■ Rumusan Soal 1:
Terjemahkan kalimat dari kutipan tentang BPJS ini ke dalam bahasa Inggris: "Lebih lanjut, pasal 5 ayat 1 UU ini mengatur bahwa BPJS harus dibentuk dengan undang-undang."

■ Kutipan Pilihan:
══════════
Lebih lanjut, pasal 5 ayat 1 UU ini mengatur bahwa BPJS harus dibentuk dengan
undang-undang.
Sejak
berlakunya UU No.40 Tahun 2004 ini, demikian rumusan pasal 5 ayat
(2), BPJS yang telah ada dinyatakan sebagai BPJS menurut UU ini. BPJS sebagaimana dimaksud pada ayat (2) tadi adalah:
·
Perusahaan
Perseroan (Persero) Jaminan Sosial Tenaga Kerja (Jamsostek);
·
Perusahaan
Perseroan (Persero) Dana Tabungan dan Asuransi Pegawai Negeri (Taspen);
·
Perusahaan
Perseroan (Persero) Asuransi Sosial Angkatan Bersenjata Republik Indonesia
(ASABRI); dan
·
Perusahaan
Perseroan (Persero) Asuransi Kesehatan Indonesia (Askes).
Semua
ketentuan yang mengatur mengenai keempat BPJS
tersebut, sebagaimana ditegaskan oleh pasal 52 ayat (2) UU No.40 Tahun 2004,
harus disesuaikan dengan UU ini paling
lambat lima tahun sejak UU ini
diundangkan.
══════════
■ Catatan dari sebuah kumpulan data:
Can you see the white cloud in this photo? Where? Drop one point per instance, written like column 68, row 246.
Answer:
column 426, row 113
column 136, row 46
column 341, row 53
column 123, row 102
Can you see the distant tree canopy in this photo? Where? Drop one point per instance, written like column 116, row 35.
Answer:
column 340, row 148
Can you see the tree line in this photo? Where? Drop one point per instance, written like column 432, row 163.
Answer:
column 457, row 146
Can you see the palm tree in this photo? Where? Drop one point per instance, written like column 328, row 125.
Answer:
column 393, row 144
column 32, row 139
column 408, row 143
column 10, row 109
══════════
■ Rumusan Soal 2:
Sajikan sebagai daftar bernomor bagian catatan yang dimulai dari awal catatan dan diakhiri dengan baris yang memuat "column 123, row 102", termasuk baris itu, tanpa baris kosong.

■ Penyelesaian Lengkap 1:
Furthermore, Article 5 paragraph 1 of this Law stipulates that BPJS must be established by law.

■ Penyelesaian Lengkap 2:
1. Can you see the white cloud in this photo? Where? Drop one point per instance, written like column 68, row 246.
2. Answer:
3. column 426, row 113
4. column 136, row 46
5. column 341, row 53
6. column 123, row 102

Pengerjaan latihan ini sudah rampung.